Collected data entries:
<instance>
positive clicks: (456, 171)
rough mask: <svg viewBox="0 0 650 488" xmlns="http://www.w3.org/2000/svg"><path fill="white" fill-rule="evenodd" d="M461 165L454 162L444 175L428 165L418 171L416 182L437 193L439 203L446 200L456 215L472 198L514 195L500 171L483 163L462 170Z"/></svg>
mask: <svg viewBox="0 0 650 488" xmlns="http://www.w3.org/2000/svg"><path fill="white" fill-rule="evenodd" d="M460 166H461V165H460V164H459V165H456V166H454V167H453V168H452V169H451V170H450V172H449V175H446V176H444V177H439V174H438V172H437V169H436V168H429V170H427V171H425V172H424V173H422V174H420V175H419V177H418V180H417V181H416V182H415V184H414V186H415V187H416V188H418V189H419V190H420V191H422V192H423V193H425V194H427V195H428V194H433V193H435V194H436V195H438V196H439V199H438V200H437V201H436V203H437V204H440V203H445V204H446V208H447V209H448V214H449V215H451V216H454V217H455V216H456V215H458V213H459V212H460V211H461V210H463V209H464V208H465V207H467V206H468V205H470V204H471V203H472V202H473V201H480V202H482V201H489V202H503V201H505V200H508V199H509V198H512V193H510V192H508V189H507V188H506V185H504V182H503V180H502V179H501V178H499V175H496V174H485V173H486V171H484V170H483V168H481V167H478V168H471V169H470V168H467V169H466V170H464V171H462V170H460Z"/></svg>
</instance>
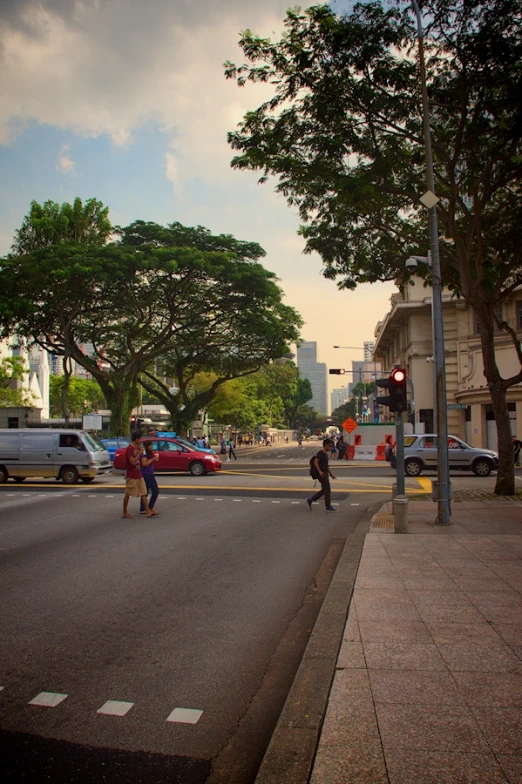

### Exercise:
Only one thing is required: an exact printout of the lines from the line containing "positive clicks: (456, 171)" through the last line of the records, pictures excluded.

### Solution to this exercise:
positive clicks: (456, 171)
rough mask: <svg viewBox="0 0 650 488" xmlns="http://www.w3.org/2000/svg"><path fill="white" fill-rule="evenodd" d="M461 165L454 162L444 175L428 165L418 171L416 182L437 193L439 203L446 200L456 215L472 198L514 195L500 171L483 163L462 170Z"/></svg>
mask: <svg viewBox="0 0 650 488" xmlns="http://www.w3.org/2000/svg"><path fill="white" fill-rule="evenodd" d="M460 166H461V165H460V164H459V165H456V166H454V167H453V168H452V169H451V170H450V172H449V175H446V176H444V177H439V174H438V172H437V169H436V168H429V170H427V171H425V172H424V173H422V174H420V175H419V177H418V180H417V181H416V182H415V184H414V186H415V187H416V188H418V189H419V190H420V191H422V192H423V193H425V194H427V195H428V194H433V193H435V194H436V195H438V196H439V199H438V200H437V201H436V203H437V204H440V203H445V204H446V208H447V209H448V214H449V215H451V216H454V217H455V216H456V215H458V213H459V212H460V211H461V210H463V209H464V208H465V207H467V206H468V205H470V204H471V203H472V202H473V201H480V202H482V201H489V202H503V201H505V200H508V199H509V198H512V193H510V192H508V189H507V188H506V185H504V182H503V180H502V179H501V178H499V175H496V174H485V173H486V171H484V170H483V168H481V167H478V168H471V169H470V168H467V169H466V170H464V171H462V170H460Z"/></svg>
</instance>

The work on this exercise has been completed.